◆ Teks yang Diberikan:
※ ※ ※
Tandaseru – Provinsi Maluku Utara mendapat kuota Kartu Prakerja sebanyak 26.954. Sayangnya, jumlah pekerja terdampak dan pencari kerja (pencaker) yang dinyatakan lolos pendaftaran program Kementerian Tenaga Kerja ini baru 1.375 orang alias 5,10 persen. Pengamat menilai, program Presiden Joko Widodo ini tak efektif memberikan solusi untuk para pekerja.
Kepala Bidang Pelatihan dan Penempatan Tenaga Kerja Dinas Tenaga Kerja Maluku Utara, Sri Bagio mengungkapkan, untuk pendaftaran gelombang pertama dan kedua Kartu Prakerja di Malut hanya 1.375 orang yang dinyatakan lulus.
“Kalau gelombang ketiga belum ada hasilnya,” ungkapnya, Rabu (13/5).
※ ※ ※
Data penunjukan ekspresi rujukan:
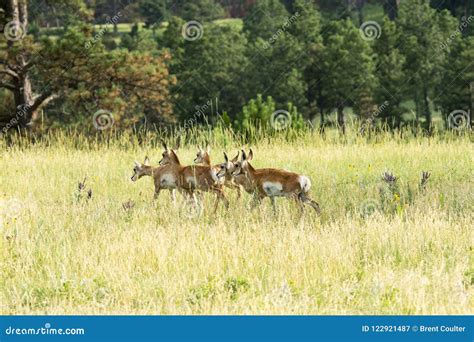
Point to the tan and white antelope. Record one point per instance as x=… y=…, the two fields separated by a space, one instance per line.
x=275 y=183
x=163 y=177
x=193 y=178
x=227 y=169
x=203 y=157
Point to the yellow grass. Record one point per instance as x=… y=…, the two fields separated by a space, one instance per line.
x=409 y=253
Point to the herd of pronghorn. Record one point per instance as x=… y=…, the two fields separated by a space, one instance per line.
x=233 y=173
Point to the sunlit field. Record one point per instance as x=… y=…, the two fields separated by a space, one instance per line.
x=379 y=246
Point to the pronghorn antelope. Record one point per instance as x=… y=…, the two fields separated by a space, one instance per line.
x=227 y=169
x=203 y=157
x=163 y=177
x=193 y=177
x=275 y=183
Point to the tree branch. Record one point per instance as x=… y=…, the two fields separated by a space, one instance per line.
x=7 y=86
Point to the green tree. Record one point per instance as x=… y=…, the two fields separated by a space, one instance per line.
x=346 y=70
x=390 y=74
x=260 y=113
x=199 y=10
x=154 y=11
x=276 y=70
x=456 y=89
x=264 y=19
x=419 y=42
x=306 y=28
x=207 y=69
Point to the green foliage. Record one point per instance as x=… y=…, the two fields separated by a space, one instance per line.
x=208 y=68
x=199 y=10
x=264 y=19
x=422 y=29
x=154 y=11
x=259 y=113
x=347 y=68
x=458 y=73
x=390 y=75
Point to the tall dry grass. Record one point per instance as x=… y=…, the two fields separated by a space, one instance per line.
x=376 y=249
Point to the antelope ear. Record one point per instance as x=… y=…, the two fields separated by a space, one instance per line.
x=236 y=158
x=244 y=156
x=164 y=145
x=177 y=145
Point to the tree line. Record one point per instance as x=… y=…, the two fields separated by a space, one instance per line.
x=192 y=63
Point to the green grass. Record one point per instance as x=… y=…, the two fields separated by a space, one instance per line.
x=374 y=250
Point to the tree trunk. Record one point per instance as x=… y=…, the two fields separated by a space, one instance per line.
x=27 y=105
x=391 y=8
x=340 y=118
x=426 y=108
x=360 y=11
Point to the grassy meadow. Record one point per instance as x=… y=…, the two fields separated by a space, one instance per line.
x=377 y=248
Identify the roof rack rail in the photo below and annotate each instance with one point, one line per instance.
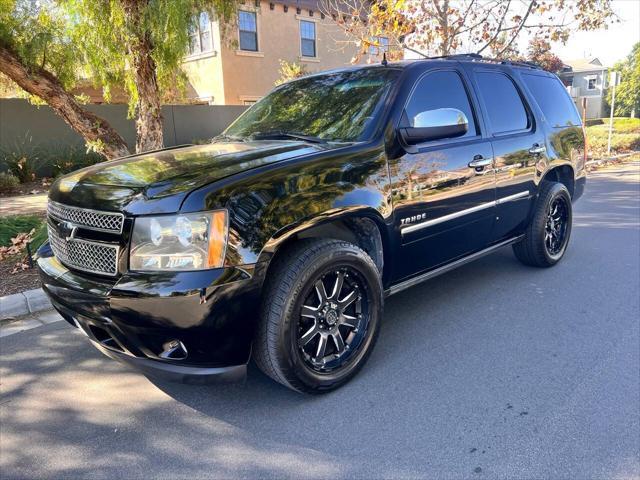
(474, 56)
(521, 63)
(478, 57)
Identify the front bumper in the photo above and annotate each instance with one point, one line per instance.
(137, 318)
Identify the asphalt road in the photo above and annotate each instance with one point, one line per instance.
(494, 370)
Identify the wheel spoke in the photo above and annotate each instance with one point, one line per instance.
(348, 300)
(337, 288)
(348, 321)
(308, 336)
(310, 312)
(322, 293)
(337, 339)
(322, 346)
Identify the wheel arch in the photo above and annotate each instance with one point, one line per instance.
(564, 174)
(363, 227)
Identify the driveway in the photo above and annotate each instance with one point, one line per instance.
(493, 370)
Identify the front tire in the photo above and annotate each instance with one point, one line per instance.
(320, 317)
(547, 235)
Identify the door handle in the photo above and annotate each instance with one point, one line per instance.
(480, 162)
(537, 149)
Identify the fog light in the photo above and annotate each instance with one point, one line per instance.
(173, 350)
※ ※ ※
◆ Tugas:
Menurut teks tentang Kartu Prakerja di Maluku Utara, berapa kuota Kartu Prakerja yang diterima provinsi tersebut?

◆ Jawaban Anda:
Sebanyak 26.954.